* _WRITTEN REQUEST_: Retype the stretch of the web design interview below from "Exactly so. It's" through "go live date.", keeping every word and punctuation mark unchanged.

* _PAGE_:
And when we jump on that call, it's all about them, it's not about me at all. They only care about what's in it for them, obviously. So you know that whole call is just offering strategies and suggestions and showing them examples, especially because we've designed so many websites, of other websites that we've designed that are similar, you know similar niche, et cetera. So by the end of the call, they're really clear on the. You know the way that we're going to design their website. They're really clear on the way that we're going to design their website and by that point, we send them the final proposal which we use, better proposals for that, which is really cool software.

Greg Merrilees:

We customize that proposal. We had a lot of social proof into that proposal, video into that proposal, and it's really clear on what they get what's out of scope, our terms and the payment and all that sort of stuff. And they just need to sign that if they want to go ahead. And you know the payment and all that sort of stuff right, and they just need to sign that if they want to go ahead. But just doing that little piece as well, rather than just saying whip out your credit card and pay us, like it's just the whole process. It takes out the ickiness of asking for money. It's just, you know, they know what to expect roughly from the ballpark and after the call we send them a supporting email with a proposal that really outlines what's in the proposal.

Greg Merrilees:

But we might add extra things. Like we'll give them video structure. You know, like all the videos that we mentioned. We'll give them the strategies that we mentioned for the funnels for various things, from warming up cold leads to you know the various steps in between to a sale essentially. But yeah, there's a lot we offer and so it's really building trust on that call and then most of the time, like our percentage rate from doing that call to a sale is super high, like 80 plus percent yeah.

Josh Hall:

Yeah, cause you've already weeded out a lot of the tire kickers and folks who are just not a good fit by that point, right.

Greg Merrilees:

Exactly so. It's worth my time to yeah, to do those calls and just put in as much effort as possible.

Josh Hall:

So that makes sense. A better process, expectation, deliverables, all those things are in place before revisions get you know, you get back into feedback and revisions. I guess in a way I technically did unlimited revisions too. I mine was just kind of a hybrid to where I would say we can do as many revisions as you want In the deadline, like in the scope of the deadline, do you do? That as well, as far as like an end date for the project or a go live date.

Greg Merrilees:

No, we don't. So basically they just have to approve the proposal within a month and then, once we get started, then from that point it can take. I think we do have something in our terms that says six months, but honestly we don't mind if it takes longer, like we, just as soon as they send us revisions, we just, you know, work on the revisions in the next couple of days and send it back, but yeah. But another thing actually just to mention, um part of our process to reduce the amount of revisions, and we really don't mind, because we have a design team in the philippines.

* _INFORMATION GIVEN_:

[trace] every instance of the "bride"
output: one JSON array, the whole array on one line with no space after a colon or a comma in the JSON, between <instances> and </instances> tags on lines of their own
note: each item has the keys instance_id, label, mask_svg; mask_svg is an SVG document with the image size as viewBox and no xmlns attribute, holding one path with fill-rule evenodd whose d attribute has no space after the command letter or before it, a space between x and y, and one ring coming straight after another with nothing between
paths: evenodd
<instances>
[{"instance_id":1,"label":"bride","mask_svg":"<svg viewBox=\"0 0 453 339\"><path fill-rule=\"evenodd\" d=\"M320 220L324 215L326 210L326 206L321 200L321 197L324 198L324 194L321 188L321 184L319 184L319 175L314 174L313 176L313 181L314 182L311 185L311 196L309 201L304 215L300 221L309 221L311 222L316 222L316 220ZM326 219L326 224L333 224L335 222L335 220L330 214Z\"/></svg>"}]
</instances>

* _REPLY TO THE TASK_:
Exactly so. It's worth my time to yeah, to do those calls and just put in as much effort as possible.

Josh Hall:

So that makes sense. A better process, expectation, deliverables, all those things are in place before revisions get you know, you get back into feedback and revisions. I guess in a way I technically did unlimited revisions too. I mine was just kind of a hybrid to where I would say we can do as many revisions as you want In the deadline, like in the scope of the deadline, do you do? That as well, as far as like an end date for the project or a go live date.